Data to use: Begin

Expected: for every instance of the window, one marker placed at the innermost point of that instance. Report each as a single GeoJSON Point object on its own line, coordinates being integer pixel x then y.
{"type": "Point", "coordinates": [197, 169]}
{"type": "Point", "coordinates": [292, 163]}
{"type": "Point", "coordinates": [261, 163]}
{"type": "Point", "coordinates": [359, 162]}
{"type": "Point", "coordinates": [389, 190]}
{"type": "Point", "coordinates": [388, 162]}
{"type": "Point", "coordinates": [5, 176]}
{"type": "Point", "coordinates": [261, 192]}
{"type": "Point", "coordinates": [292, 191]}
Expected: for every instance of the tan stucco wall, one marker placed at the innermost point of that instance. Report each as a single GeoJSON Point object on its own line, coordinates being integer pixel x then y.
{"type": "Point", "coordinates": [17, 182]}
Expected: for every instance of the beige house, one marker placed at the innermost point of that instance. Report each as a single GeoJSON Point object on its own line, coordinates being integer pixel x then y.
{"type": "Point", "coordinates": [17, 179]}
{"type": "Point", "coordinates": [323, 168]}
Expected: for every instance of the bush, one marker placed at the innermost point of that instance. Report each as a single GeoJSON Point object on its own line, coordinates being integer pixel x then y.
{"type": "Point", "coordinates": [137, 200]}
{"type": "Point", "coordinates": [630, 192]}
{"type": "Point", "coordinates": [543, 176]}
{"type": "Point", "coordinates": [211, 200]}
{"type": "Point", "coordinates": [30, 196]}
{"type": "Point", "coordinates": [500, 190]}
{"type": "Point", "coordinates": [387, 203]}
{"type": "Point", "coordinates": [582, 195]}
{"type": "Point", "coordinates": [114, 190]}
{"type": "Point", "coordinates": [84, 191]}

Data to use: End

Repeat the data in full, keeping each word exactly as it is.

Expected: for every instance of the window, one marker placed at the innermost point of that instance. Report each as a single GeoJSON Point object on its own line, coordinates being integer pixel x then y.
{"type": "Point", "coordinates": [197, 169]}
{"type": "Point", "coordinates": [292, 163]}
{"type": "Point", "coordinates": [261, 163]}
{"type": "Point", "coordinates": [359, 162]}
{"type": "Point", "coordinates": [389, 190]}
{"type": "Point", "coordinates": [388, 162]}
{"type": "Point", "coordinates": [5, 176]}
{"type": "Point", "coordinates": [261, 192]}
{"type": "Point", "coordinates": [292, 191]}
Expected: for every instance of the tan stucco wall, one marker placed at the innermost point of that instance. Report each as a single GeoJSON Point object on its own line, coordinates being integer pixel x then y.
{"type": "Point", "coordinates": [17, 182]}
Expected: for every instance of the beige house, one marker placed at the innermost point of that instance. Report each as a single GeoJSON Point object on its own line, coordinates being integer pixel x then y.
{"type": "Point", "coordinates": [17, 179]}
{"type": "Point", "coordinates": [323, 168]}
Expected: for every instance of the bush, one marker placed at the innermost point of that instance. Report each as a single GeoJSON Point object on its own line, coordinates being integer pixel x then y.
{"type": "Point", "coordinates": [137, 200]}
{"type": "Point", "coordinates": [630, 192]}
{"type": "Point", "coordinates": [543, 176]}
{"type": "Point", "coordinates": [211, 200]}
{"type": "Point", "coordinates": [30, 196]}
{"type": "Point", "coordinates": [500, 190]}
{"type": "Point", "coordinates": [387, 203]}
{"type": "Point", "coordinates": [582, 195]}
{"type": "Point", "coordinates": [114, 190]}
{"type": "Point", "coordinates": [84, 191]}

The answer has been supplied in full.